▶ Work instructions
1) According to the bone density summary, how many childhood leukemia/lymphoma survivors were studied?
2) Decide whether each statement agrees with the bone density summary: (a) The survivors attended three survivorship clinics. (b) The survivors' mean age was 15.5 years. (c) Reduced BMD was detected with dual-energy X-ray absorptiometry.
3) Continue the bone density summary from its final sentence.

▶ Exercise text
Hadley M. Bloomhardt, M.D., from the Yale School of Medicine in New Haven, Connecticut, and colleagues estimated the frequency of reduced BMD detected by off-therapy surveillance with dual-energy X-ray absorptiometry, factors associated with reduced BMD, and the association of reduced BMD with fractures among 542 childhood leukemia/lymphoma survivors (51.5 percent female; mean age, 15.5 years) attending two survivorship clinics (Jan. 1, 2004, to Aug. 31, 2016).

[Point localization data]
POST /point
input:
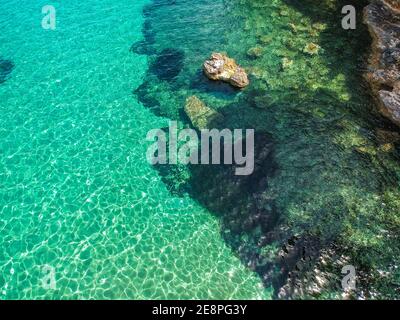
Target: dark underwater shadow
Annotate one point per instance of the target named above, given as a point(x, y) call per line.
point(6, 67)
point(253, 210)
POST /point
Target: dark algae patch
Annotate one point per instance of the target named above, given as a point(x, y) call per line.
point(325, 191)
point(6, 67)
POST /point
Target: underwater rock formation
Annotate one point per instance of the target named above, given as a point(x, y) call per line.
point(201, 116)
point(221, 67)
point(383, 20)
point(6, 67)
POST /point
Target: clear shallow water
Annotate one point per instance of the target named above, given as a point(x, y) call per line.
point(76, 191)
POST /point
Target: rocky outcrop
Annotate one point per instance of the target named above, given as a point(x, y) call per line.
point(201, 116)
point(220, 67)
point(383, 20)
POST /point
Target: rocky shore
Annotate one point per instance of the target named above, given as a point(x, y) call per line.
point(383, 20)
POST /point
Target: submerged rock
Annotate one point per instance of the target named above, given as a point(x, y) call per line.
point(255, 52)
point(383, 20)
point(6, 66)
point(201, 116)
point(221, 67)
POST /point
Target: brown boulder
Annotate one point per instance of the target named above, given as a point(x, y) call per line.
point(221, 67)
point(383, 20)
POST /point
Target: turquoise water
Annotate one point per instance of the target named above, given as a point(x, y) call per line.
point(76, 191)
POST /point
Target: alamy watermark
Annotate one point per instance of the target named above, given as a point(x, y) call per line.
point(184, 146)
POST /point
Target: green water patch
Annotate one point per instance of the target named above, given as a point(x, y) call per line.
point(77, 195)
point(329, 194)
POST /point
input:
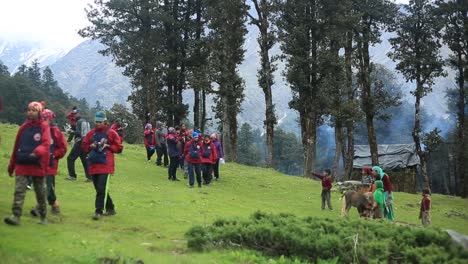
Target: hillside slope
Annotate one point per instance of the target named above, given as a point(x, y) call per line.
point(153, 213)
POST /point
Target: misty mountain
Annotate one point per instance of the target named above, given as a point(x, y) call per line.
point(84, 73)
point(15, 53)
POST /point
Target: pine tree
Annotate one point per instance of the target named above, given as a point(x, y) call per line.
point(416, 49)
point(227, 33)
point(375, 16)
point(265, 11)
point(301, 32)
point(454, 16)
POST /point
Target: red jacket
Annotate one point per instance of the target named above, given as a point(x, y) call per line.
point(387, 184)
point(213, 156)
point(72, 118)
point(149, 138)
point(42, 151)
point(60, 149)
point(326, 182)
point(426, 204)
point(115, 146)
point(188, 157)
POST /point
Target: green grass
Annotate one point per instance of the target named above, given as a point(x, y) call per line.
point(153, 213)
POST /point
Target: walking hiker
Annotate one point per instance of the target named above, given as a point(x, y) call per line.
point(82, 127)
point(161, 147)
point(58, 149)
point(192, 152)
point(425, 210)
point(326, 187)
point(378, 173)
point(149, 141)
point(30, 157)
point(174, 153)
point(208, 158)
point(219, 151)
point(101, 143)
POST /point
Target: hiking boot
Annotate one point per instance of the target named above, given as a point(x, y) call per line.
point(34, 212)
point(97, 216)
point(11, 220)
point(55, 209)
point(110, 212)
point(43, 221)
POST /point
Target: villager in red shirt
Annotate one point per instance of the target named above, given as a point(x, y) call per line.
point(327, 181)
point(30, 158)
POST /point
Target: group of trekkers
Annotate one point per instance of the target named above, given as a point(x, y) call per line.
point(40, 144)
point(38, 147)
point(375, 197)
point(198, 154)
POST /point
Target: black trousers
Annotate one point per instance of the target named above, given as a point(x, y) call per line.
point(172, 170)
point(75, 153)
point(161, 151)
point(206, 172)
point(149, 153)
point(101, 184)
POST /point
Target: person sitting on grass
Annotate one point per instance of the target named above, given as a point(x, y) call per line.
point(326, 187)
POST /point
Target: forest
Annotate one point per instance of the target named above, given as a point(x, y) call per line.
point(166, 47)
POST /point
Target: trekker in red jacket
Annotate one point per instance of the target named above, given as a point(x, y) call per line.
point(30, 158)
point(192, 153)
point(101, 143)
point(58, 149)
point(208, 158)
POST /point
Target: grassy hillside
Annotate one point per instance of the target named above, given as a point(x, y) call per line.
point(153, 213)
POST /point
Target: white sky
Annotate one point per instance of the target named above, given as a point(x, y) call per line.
point(54, 23)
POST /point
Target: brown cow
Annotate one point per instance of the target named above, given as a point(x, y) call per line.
point(364, 202)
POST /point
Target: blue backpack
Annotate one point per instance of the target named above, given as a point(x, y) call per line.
point(30, 138)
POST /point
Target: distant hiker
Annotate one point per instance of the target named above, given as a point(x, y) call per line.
point(208, 158)
point(219, 151)
point(379, 201)
point(326, 187)
point(71, 116)
point(82, 128)
point(367, 180)
point(101, 143)
point(30, 157)
point(58, 149)
point(388, 194)
point(174, 153)
point(161, 147)
point(192, 152)
point(425, 210)
point(149, 141)
point(119, 128)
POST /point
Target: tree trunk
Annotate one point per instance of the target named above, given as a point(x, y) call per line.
point(417, 130)
point(339, 138)
point(365, 70)
point(309, 141)
point(461, 127)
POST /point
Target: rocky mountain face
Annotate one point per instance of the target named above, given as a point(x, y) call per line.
point(84, 73)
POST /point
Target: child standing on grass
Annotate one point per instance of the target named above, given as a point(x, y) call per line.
point(101, 143)
point(326, 187)
point(425, 211)
point(58, 149)
point(30, 157)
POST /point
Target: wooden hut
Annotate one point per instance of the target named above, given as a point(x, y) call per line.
point(399, 161)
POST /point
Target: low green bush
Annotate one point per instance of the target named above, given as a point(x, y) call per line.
point(328, 241)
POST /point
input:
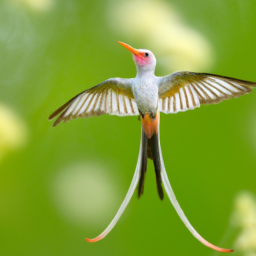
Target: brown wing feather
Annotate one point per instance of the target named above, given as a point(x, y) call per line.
point(181, 91)
point(113, 96)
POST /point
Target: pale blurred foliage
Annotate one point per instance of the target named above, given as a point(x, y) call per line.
point(160, 27)
point(244, 217)
point(13, 131)
point(35, 5)
point(85, 194)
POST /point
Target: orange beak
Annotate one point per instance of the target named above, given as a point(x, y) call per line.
point(134, 51)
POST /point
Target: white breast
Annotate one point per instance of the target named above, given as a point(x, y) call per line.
point(146, 95)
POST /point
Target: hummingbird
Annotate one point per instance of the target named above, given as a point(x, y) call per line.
point(147, 95)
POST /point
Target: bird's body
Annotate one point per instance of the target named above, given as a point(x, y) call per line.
point(147, 95)
point(145, 92)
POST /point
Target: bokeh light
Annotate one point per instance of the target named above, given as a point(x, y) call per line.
point(158, 24)
point(13, 131)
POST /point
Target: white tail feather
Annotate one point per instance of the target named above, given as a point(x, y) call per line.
point(178, 209)
point(125, 202)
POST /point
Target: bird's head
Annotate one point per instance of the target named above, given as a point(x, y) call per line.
point(144, 59)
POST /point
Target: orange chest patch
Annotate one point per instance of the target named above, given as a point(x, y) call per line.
point(150, 127)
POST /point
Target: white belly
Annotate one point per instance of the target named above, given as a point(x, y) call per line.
point(146, 96)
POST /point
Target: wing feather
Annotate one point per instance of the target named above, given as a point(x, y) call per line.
point(184, 90)
point(113, 96)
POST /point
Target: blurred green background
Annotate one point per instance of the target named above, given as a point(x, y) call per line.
point(58, 186)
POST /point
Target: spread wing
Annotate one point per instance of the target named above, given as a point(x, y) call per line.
point(113, 96)
point(184, 90)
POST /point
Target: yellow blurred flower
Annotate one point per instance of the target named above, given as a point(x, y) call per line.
point(13, 131)
point(244, 217)
point(35, 5)
point(158, 24)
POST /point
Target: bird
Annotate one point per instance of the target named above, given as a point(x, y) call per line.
point(146, 96)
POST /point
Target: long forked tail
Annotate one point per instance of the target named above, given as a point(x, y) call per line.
point(156, 149)
point(150, 150)
point(127, 197)
point(178, 209)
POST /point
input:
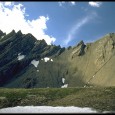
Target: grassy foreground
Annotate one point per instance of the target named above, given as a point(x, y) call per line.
point(101, 99)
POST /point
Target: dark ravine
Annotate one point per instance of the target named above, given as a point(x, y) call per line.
point(90, 64)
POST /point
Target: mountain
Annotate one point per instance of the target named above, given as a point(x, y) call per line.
point(26, 62)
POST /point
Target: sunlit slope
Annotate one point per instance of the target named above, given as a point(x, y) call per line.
point(82, 65)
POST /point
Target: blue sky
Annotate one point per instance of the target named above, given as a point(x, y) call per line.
point(59, 23)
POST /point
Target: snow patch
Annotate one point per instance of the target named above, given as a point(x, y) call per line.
point(47, 109)
point(35, 63)
point(63, 80)
point(46, 59)
point(20, 57)
point(64, 86)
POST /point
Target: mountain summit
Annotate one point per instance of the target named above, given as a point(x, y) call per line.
point(27, 62)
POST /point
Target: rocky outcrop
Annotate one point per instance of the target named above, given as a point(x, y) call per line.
point(79, 49)
point(104, 50)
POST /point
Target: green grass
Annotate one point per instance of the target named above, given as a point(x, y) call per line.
point(101, 99)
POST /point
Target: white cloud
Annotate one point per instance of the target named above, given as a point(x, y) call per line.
point(61, 3)
point(95, 4)
point(72, 3)
point(15, 18)
point(8, 3)
point(78, 26)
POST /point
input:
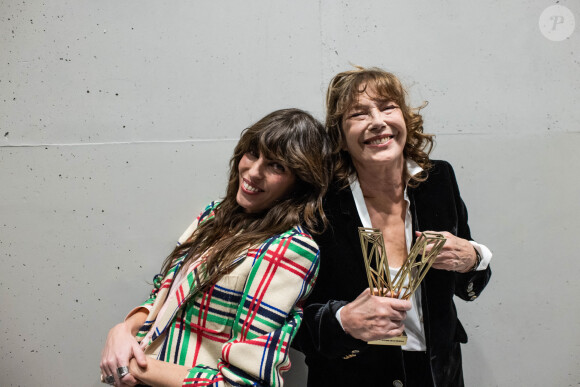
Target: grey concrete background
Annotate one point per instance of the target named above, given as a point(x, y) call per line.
point(117, 119)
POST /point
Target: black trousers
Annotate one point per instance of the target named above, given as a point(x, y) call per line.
point(417, 369)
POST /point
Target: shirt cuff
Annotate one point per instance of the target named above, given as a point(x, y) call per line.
point(484, 253)
point(337, 315)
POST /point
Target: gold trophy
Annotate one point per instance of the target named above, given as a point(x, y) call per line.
point(409, 276)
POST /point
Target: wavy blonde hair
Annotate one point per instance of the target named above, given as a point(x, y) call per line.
point(298, 141)
point(342, 94)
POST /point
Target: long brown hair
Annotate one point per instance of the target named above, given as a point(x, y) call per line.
point(343, 92)
point(298, 141)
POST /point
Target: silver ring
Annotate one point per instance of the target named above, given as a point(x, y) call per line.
point(122, 371)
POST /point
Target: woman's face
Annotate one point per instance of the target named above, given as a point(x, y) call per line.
point(262, 182)
point(374, 131)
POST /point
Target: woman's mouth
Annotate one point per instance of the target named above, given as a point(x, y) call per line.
point(247, 186)
point(379, 140)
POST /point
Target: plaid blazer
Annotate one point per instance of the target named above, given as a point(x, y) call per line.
point(239, 331)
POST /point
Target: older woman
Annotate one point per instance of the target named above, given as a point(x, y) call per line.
point(229, 299)
point(386, 180)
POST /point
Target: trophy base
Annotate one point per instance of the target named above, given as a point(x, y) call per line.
point(398, 341)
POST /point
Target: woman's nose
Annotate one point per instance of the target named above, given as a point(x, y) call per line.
point(377, 121)
point(257, 169)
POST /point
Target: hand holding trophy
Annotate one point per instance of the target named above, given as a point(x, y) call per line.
point(408, 277)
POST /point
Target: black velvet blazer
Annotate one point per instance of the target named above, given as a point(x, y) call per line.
point(337, 359)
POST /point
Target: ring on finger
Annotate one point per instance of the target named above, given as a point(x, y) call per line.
point(122, 371)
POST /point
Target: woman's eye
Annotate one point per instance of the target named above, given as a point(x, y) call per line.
point(278, 167)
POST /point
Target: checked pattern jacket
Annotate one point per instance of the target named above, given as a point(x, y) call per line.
point(238, 332)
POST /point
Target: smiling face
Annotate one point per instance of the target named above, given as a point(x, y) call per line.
point(262, 182)
point(374, 131)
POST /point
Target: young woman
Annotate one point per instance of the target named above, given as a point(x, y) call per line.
point(228, 301)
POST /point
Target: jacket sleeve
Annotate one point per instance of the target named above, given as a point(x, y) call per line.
point(268, 316)
point(164, 284)
point(468, 286)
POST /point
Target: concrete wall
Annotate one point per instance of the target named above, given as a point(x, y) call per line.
point(117, 119)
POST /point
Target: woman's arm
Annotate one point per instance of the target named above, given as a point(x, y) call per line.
point(157, 373)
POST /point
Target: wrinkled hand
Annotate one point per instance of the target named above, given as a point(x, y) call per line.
point(371, 317)
point(120, 347)
point(457, 253)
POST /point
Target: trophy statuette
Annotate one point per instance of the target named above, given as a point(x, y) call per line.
point(408, 277)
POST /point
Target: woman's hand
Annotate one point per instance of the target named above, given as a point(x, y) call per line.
point(120, 348)
point(371, 317)
point(457, 253)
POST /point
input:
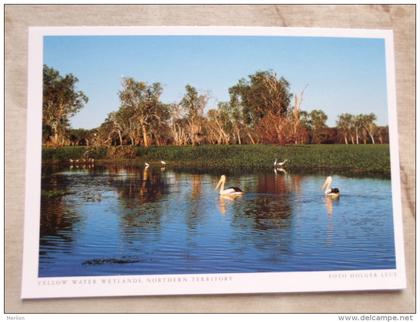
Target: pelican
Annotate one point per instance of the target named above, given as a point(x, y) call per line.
point(277, 170)
point(279, 164)
point(229, 191)
point(330, 192)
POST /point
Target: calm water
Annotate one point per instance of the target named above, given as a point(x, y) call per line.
point(124, 220)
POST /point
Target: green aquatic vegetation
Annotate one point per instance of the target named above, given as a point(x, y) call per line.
point(54, 193)
point(334, 158)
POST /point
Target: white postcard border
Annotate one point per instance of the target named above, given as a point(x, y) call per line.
point(133, 285)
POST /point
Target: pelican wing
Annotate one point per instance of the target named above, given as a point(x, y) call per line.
point(234, 189)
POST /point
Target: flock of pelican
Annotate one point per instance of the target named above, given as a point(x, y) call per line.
point(278, 166)
point(234, 191)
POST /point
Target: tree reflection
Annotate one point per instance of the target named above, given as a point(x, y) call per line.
point(264, 217)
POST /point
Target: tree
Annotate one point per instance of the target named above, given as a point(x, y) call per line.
point(193, 105)
point(61, 100)
point(263, 93)
point(370, 126)
point(344, 124)
point(317, 124)
point(141, 109)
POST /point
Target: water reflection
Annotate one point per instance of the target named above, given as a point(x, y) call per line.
point(108, 220)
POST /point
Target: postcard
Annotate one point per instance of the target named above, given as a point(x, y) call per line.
point(211, 160)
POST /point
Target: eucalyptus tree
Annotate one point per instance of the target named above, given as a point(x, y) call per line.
point(370, 125)
point(317, 123)
point(193, 105)
point(219, 124)
point(61, 100)
point(143, 108)
point(345, 126)
point(263, 94)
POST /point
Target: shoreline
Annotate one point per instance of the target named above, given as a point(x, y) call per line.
point(353, 160)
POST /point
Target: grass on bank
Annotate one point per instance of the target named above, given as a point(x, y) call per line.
point(335, 158)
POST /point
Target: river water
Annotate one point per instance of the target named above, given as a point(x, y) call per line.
point(116, 220)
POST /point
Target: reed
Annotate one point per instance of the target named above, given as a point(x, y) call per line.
point(334, 158)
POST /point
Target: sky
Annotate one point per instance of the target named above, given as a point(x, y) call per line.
point(343, 75)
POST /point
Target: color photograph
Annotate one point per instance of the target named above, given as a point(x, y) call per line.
point(219, 154)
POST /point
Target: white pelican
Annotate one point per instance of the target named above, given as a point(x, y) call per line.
point(279, 164)
point(330, 192)
point(228, 191)
point(277, 170)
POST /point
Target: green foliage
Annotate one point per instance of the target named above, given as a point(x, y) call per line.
point(351, 159)
point(61, 100)
point(261, 94)
point(333, 158)
point(73, 152)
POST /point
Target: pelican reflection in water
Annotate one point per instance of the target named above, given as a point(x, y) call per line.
point(224, 201)
point(330, 192)
point(228, 191)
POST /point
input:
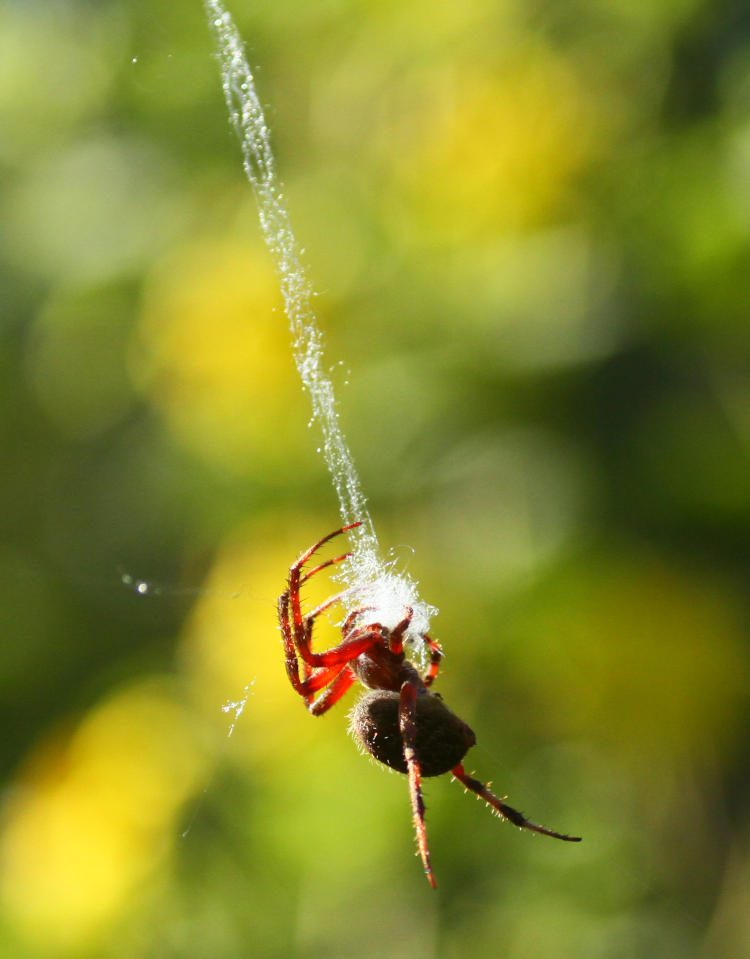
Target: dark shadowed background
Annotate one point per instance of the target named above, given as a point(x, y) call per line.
point(529, 224)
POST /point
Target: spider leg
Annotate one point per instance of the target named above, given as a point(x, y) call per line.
point(407, 717)
point(312, 680)
point(332, 694)
point(507, 812)
point(436, 655)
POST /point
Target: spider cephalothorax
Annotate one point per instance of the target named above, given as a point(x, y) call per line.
point(400, 722)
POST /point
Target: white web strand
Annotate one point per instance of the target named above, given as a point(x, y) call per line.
point(370, 580)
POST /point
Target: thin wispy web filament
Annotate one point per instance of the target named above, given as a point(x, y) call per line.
point(388, 591)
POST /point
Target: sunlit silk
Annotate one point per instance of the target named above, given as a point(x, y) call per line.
point(369, 579)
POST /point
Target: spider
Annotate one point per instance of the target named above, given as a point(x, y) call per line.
point(400, 721)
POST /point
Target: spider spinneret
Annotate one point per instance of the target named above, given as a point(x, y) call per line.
point(400, 721)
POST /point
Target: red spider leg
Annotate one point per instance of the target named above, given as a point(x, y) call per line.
point(507, 812)
point(436, 655)
point(296, 579)
point(333, 694)
point(312, 681)
point(407, 720)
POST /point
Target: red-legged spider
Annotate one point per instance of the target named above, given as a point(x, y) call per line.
point(400, 722)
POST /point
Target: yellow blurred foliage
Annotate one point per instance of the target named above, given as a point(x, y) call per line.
point(213, 356)
point(94, 812)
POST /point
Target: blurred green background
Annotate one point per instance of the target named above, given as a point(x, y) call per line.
point(530, 226)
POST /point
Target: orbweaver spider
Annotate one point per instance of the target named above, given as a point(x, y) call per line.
point(400, 722)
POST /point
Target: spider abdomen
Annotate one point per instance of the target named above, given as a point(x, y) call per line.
point(442, 739)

▶ Task-by-task outputs
1) 542

2)
(a) No: "attending two survivorship clinics"
(b) Yes: "mean age, 15.5 years"
(c) Yes: "detected by off-therapy surveillance with dual-energy X-ray absorptiometry"

3)
The researchers found that when evaluated, patients were a mean of six years posttherapy, and 116 reported posttherapy fractures. In 17.2 percent of participants, lumbar spine BMD was low, and 3.5 percent had very-low BMD. However, frequencies varied considerably between subgroups, with 10.8 percent of survivors aged 15 to 19 years at diagnosis having very-low BMD. Older age at diagnosis, white race, and being underweight were significantly associated with low BMD in multivariate analysis. There were greater odds of nondigit fractures (odds ratio, 2.2) and, specifically, long-bone fractures (odds ratio, 2.7) among survivors with low BMD.
“Future studies are needed to investigate long-term fracture risk and interventions to prevent fractures in the growing population of older adult childhood cancer survivors,” the authors write.